(Excerpts of location labeling data)
------------------------
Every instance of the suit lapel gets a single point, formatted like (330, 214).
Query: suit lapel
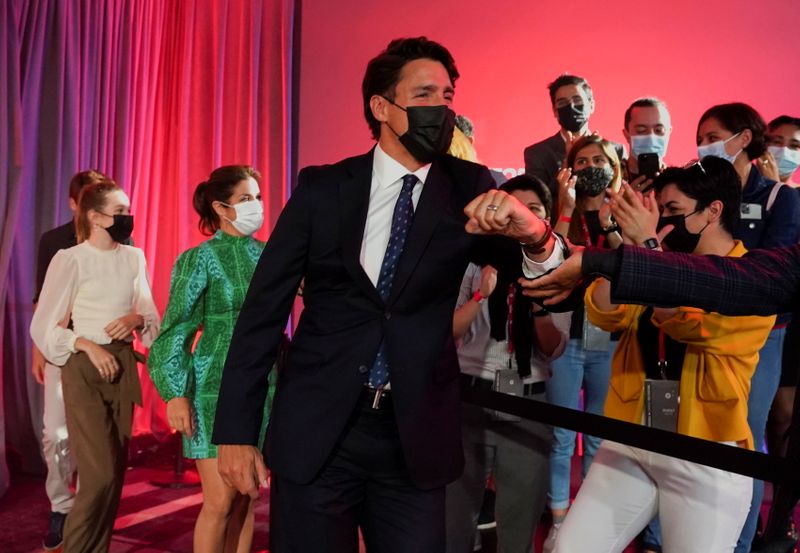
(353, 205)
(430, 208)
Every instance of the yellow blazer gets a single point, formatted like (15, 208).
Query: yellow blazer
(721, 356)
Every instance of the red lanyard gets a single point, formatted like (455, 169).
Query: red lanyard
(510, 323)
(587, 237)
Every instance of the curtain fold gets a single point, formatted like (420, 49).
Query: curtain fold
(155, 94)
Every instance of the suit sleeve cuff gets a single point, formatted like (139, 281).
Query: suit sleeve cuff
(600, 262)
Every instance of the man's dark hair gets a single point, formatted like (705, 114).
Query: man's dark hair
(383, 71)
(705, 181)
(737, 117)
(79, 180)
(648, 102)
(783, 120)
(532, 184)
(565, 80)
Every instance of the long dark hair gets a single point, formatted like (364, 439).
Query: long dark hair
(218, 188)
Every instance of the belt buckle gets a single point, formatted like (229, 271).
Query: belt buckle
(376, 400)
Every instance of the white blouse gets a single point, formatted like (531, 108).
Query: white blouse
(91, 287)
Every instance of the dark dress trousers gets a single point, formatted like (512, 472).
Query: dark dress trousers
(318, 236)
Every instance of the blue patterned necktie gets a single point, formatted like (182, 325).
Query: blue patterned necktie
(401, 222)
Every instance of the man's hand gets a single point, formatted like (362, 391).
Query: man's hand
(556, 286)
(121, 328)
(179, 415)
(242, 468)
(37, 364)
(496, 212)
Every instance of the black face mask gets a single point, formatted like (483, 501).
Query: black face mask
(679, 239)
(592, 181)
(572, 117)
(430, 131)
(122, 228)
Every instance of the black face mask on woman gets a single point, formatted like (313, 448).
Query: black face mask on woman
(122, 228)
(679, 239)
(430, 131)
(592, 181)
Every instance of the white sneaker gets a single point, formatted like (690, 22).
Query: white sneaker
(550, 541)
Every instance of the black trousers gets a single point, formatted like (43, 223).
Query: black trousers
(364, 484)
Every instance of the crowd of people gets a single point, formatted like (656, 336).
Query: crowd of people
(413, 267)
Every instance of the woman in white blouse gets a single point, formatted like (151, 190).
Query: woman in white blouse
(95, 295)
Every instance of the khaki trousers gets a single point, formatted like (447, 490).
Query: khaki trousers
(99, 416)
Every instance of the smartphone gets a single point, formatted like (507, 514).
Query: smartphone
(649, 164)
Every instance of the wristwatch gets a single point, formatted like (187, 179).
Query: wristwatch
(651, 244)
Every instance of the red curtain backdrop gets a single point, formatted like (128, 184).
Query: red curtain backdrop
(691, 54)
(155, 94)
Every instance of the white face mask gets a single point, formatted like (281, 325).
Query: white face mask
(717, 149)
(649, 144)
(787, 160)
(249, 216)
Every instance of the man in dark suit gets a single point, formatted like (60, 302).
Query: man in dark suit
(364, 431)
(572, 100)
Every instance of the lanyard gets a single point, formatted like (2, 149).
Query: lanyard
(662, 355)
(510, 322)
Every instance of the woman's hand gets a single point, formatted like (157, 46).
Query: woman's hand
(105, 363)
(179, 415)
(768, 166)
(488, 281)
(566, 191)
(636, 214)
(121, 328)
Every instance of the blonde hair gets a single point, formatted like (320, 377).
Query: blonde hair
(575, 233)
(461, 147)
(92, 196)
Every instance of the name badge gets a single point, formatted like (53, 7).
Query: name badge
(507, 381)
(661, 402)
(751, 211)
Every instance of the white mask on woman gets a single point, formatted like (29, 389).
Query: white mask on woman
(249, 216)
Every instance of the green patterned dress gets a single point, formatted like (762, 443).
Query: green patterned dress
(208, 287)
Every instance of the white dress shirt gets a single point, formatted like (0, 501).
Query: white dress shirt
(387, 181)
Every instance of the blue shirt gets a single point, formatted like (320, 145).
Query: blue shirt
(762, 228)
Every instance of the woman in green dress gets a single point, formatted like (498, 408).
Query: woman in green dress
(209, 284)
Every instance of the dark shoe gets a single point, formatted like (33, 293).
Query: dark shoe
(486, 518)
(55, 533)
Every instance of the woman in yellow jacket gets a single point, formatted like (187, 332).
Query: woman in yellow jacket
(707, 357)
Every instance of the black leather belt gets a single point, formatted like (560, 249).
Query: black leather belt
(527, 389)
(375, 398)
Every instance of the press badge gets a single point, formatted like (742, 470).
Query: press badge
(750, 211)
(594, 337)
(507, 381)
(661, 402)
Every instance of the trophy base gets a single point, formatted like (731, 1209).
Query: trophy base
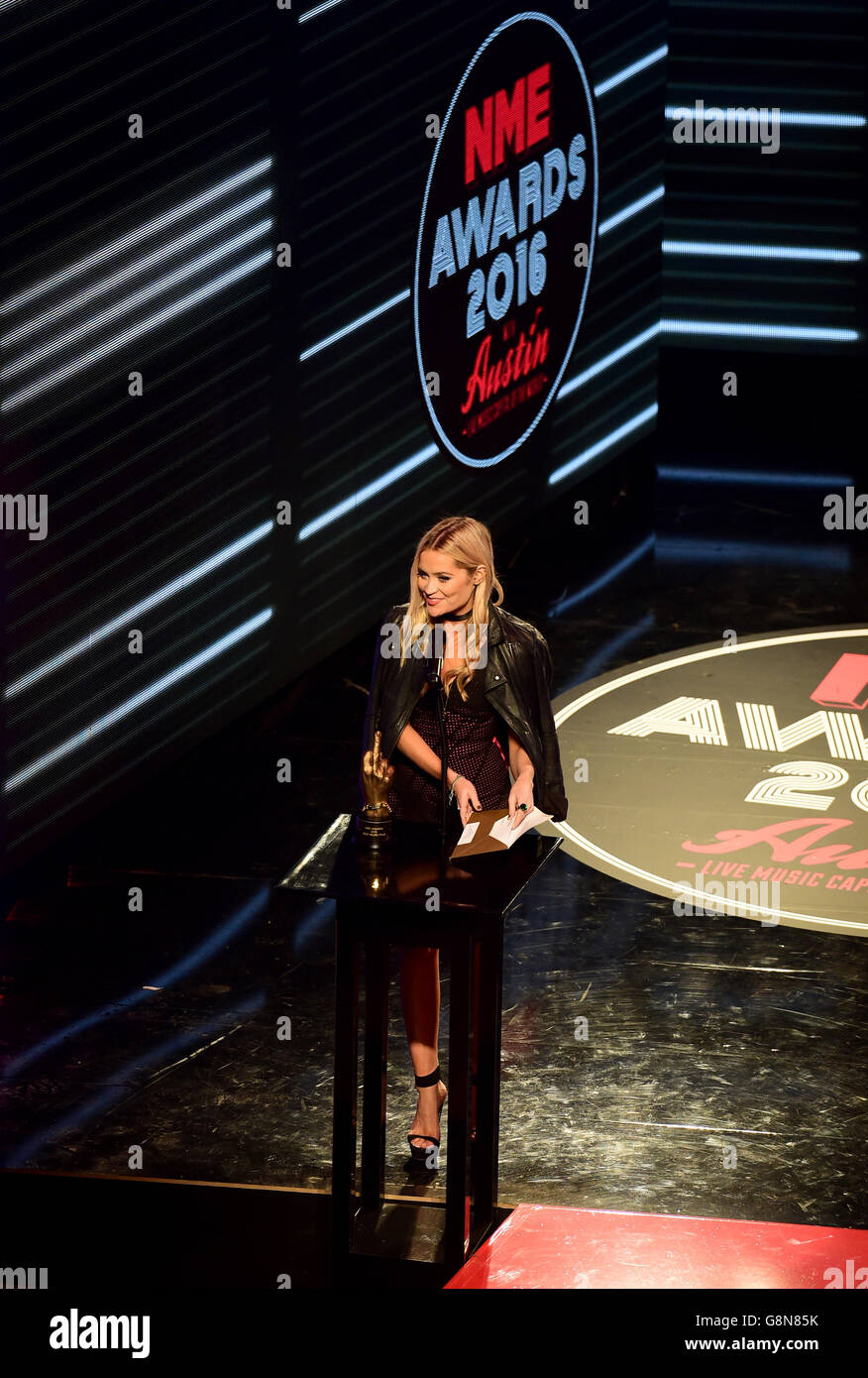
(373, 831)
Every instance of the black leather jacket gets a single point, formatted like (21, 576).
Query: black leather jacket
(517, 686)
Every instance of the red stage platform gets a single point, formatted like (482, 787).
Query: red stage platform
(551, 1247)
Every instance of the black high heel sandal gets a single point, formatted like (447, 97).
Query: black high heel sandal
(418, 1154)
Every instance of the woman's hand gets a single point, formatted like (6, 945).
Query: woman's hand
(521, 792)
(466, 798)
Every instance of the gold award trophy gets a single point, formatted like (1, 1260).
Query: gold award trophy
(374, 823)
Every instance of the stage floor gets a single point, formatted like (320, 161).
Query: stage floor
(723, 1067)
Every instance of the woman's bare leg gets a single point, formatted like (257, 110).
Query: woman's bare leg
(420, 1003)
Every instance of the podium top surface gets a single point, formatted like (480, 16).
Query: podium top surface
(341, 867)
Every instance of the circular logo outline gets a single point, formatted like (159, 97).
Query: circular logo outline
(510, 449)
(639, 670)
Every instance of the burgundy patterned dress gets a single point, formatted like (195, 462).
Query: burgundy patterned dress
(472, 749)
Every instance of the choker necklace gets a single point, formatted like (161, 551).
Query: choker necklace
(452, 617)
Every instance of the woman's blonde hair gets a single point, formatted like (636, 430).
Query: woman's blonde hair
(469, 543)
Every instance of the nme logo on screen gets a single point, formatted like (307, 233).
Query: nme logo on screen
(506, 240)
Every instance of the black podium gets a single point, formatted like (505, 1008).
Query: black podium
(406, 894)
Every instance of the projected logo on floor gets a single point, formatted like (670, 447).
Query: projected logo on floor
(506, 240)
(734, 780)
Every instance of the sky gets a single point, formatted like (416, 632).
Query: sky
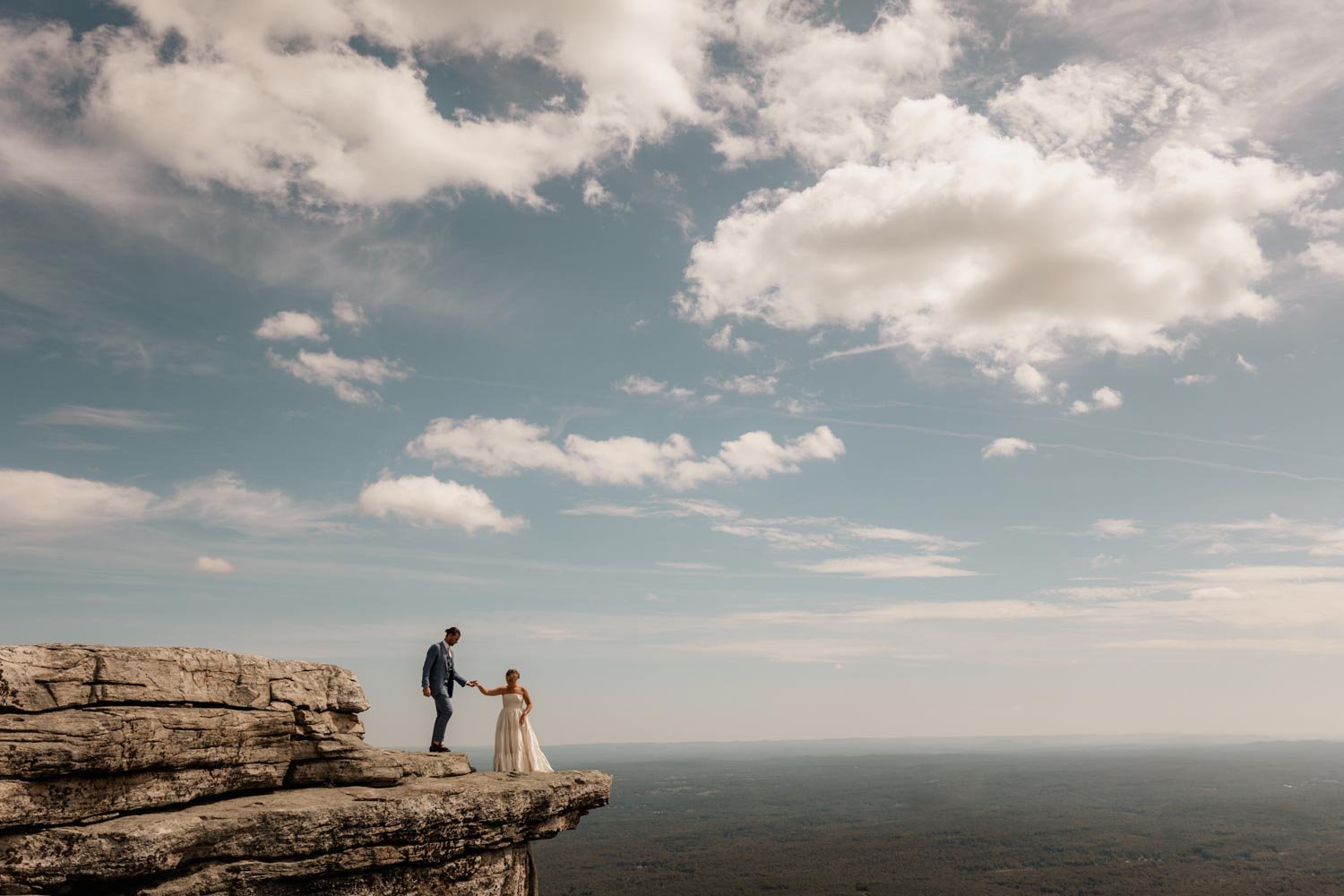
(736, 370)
------------------------
- Problem to work on
Copy out the rows word for word, starting at the line that contains "Every instance of the black podium" and continuing through the last line of the rows. Leave the pictures out of your copy.

- Exercise response
Every instance of the black podium gets a single point, formatted like (505, 1008).
Query: black podium
(406, 894)
Every instance of the projected logo on floor gets a single point, formatted like (670, 447).
Query: projected logo on floor
(506, 240)
(734, 780)
Every instance of the sky gets a single point, formatted like (416, 632).
Query: sky
(736, 370)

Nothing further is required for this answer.